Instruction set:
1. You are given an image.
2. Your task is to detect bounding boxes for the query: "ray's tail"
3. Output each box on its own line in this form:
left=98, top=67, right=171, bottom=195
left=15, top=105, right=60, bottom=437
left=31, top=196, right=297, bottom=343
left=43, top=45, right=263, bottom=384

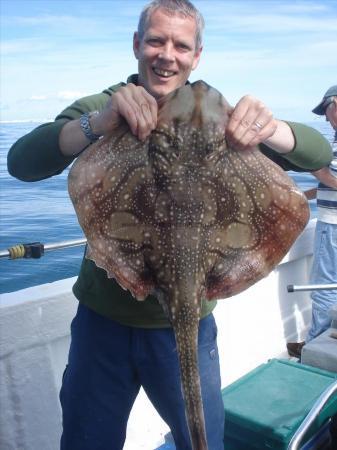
left=173, top=312, right=208, bottom=450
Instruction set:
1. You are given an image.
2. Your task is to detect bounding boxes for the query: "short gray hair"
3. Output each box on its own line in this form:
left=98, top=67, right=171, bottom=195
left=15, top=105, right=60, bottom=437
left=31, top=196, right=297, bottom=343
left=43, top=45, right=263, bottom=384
left=138, top=0, right=205, bottom=50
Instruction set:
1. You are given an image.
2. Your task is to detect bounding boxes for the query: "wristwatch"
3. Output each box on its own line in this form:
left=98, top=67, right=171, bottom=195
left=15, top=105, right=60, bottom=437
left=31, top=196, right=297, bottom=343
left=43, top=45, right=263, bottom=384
left=80, top=111, right=101, bottom=142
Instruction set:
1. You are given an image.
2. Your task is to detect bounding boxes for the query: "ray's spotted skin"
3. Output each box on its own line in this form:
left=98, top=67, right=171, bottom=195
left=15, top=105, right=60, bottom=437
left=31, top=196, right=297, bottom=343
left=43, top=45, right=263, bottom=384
left=69, top=81, right=309, bottom=450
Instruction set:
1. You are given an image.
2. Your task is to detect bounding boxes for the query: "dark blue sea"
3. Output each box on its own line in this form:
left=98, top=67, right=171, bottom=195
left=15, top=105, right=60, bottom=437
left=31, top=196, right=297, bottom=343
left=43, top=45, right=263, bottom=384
left=0, top=120, right=332, bottom=293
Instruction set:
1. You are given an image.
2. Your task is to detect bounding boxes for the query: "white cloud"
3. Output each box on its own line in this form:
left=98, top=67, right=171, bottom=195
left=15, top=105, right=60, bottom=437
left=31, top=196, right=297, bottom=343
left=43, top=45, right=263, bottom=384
left=29, top=95, right=48, bottom=101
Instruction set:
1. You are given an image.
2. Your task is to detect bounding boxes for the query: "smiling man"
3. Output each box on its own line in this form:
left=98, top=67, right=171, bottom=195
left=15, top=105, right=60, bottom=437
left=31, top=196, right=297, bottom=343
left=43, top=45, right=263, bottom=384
left=8, top=0, right=331, bottom=450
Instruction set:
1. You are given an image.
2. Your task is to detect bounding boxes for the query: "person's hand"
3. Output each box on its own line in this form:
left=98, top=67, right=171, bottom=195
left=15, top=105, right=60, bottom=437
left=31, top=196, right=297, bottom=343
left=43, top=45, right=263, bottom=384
left=91, top=83, right=158, bottom=140
left=226, top=95, right=278, bottom=150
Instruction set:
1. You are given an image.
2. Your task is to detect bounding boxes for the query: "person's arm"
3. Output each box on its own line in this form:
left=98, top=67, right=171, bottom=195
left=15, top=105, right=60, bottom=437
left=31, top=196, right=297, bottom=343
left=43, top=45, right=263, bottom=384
left=304, top=188, right=317, bottom=200
left=311, top=167, right=337, bottom=189
left=7, top=88, right=113, bottom=181
left=226, top=95, right=332, bottom=171
left=59, top=83, right=158, bottom=156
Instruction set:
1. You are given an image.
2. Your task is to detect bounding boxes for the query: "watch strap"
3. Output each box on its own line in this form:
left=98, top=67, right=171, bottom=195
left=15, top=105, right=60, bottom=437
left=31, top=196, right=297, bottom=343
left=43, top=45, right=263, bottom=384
left=80, top=111, right=101, bottom=142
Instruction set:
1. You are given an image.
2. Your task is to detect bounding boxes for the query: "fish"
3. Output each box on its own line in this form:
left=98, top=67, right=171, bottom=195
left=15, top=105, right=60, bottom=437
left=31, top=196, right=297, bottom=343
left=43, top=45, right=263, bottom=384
left=68, top=80, right=309, bottom=450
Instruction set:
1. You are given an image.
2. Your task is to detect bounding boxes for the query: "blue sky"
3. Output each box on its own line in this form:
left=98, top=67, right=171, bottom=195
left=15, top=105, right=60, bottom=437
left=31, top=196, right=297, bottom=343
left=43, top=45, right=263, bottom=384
left=0, top=0, right=337, bottom=122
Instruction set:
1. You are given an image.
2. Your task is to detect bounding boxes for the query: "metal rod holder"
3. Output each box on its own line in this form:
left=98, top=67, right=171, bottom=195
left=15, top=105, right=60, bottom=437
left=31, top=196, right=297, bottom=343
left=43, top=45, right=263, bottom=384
left=287, top=283, right=337, bottom=292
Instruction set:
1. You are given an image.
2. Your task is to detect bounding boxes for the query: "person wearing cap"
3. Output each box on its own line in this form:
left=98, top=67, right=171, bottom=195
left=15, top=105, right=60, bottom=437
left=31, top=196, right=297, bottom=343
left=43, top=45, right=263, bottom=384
left=287, top=85, right=337, bottom=358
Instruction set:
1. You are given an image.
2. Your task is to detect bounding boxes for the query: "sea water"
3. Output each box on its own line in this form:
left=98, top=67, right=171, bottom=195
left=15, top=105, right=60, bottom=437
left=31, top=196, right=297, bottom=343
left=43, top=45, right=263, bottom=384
left=0, top=120, right=332, bottom=293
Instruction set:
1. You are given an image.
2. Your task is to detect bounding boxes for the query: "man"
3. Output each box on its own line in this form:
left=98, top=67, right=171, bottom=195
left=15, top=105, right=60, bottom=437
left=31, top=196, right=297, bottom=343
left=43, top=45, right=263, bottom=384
left=8, top=0, right=331, bottom=450
left=287, top=85, right=337, bottom=358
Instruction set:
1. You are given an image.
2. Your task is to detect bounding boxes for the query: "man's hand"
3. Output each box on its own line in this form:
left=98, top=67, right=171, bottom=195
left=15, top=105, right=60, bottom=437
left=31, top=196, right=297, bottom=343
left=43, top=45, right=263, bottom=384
left=91, top=83, right=158, bottom=140
left=226, top=95, right=295, bottom=153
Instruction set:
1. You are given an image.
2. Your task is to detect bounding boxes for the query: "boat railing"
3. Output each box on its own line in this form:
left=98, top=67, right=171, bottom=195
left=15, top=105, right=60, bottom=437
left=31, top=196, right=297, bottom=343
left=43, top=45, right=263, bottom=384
left=287, top=380, right=337, bottom=450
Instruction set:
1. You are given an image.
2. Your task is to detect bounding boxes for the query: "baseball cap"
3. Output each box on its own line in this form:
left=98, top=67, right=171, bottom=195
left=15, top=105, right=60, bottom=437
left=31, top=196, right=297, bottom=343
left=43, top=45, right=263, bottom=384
left=312, top=84, right=337, bottom=116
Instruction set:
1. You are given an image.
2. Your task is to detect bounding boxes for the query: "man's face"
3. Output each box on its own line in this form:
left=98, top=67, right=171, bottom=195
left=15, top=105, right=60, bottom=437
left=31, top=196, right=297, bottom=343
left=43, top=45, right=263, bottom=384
left=325, top=98, right=337, bottom=130
left=133, top=9, right=202, bottom=99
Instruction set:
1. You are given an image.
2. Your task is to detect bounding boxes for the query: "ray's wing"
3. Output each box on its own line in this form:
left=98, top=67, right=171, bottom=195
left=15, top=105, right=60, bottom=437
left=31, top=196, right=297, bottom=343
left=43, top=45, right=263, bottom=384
left=68, top=127, right=159, bottom=300
left=203, top=145, right=309, bottom=299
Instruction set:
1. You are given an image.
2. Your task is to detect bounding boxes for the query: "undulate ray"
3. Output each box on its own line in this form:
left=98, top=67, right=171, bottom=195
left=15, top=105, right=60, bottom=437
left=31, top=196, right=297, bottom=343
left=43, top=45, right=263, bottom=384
left=69, top=81, right=309, bottom=450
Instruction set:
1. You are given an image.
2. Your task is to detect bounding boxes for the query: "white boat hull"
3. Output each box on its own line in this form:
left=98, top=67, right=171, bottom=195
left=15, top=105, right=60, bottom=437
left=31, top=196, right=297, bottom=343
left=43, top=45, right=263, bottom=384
left=0, top=221, right=315, bottom=450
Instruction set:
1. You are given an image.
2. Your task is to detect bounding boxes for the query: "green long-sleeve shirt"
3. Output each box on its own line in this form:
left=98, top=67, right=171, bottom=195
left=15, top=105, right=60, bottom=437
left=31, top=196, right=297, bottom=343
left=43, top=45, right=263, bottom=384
left=8, top=76, right=332, bottom=327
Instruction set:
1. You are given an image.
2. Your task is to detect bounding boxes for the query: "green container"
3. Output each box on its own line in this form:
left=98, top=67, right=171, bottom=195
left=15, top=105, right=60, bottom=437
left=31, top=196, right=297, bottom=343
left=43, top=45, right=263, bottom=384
left=222, top=359, right=337, bottom=450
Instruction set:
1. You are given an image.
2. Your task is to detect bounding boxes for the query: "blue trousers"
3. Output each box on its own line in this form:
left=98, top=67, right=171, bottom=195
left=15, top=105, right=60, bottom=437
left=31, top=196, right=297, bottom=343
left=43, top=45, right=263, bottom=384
left=306, top=220, right=337, bottom=342
left=60, top=304, right=224, bottom=450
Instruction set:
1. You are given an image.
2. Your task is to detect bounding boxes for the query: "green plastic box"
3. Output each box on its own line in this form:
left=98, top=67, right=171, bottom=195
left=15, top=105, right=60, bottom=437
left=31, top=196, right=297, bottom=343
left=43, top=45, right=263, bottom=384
○ ○ ○
- _PROBLEM DESCRIPTION_
Copy every line of the material above that contains the string "green", treating uppercase and lowercase letters as distinct.

- _COMPLETED TASK_
2. Your task is to detect bounding boxes for the query: "green long-sleeve shirt"
2. Your task is to detect bounding boxes for the query: "green container"
2. Your task is to detect bounding boxes for the query: "green plastic box"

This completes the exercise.